= PROBLEM REQUIREMENTS =
Beginning at the line that contains "the white cloud." and ending at the last line of the records below, retype each line exactly and add nothing.

= RECORDS TO PROCESS =
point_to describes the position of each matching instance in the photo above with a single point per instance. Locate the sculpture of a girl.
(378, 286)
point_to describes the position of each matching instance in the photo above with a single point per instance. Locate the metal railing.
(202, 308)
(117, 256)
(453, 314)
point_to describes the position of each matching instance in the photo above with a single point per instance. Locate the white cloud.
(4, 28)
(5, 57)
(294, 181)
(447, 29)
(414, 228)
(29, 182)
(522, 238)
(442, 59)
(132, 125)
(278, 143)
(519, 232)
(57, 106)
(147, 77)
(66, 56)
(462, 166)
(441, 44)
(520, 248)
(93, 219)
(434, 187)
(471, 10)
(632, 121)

= RESPONSE =
point_to describes the position of each matching instance in the photo above with a single point per instance. Locate the white cloud.
(4, 28)
(5, 57)
(294, 181)
(447, 29)
(414, 228)
(29, 182)
(522, 238)
(442, 59)
(132, 125)
(278, 143)
(519, 232)
(57, 106)
(147, 77)
(66, 56)
(462, 166)
(441, 44)
(520, 248)
(93, 219)
(434, 187)
(471, 10)
(632, 121)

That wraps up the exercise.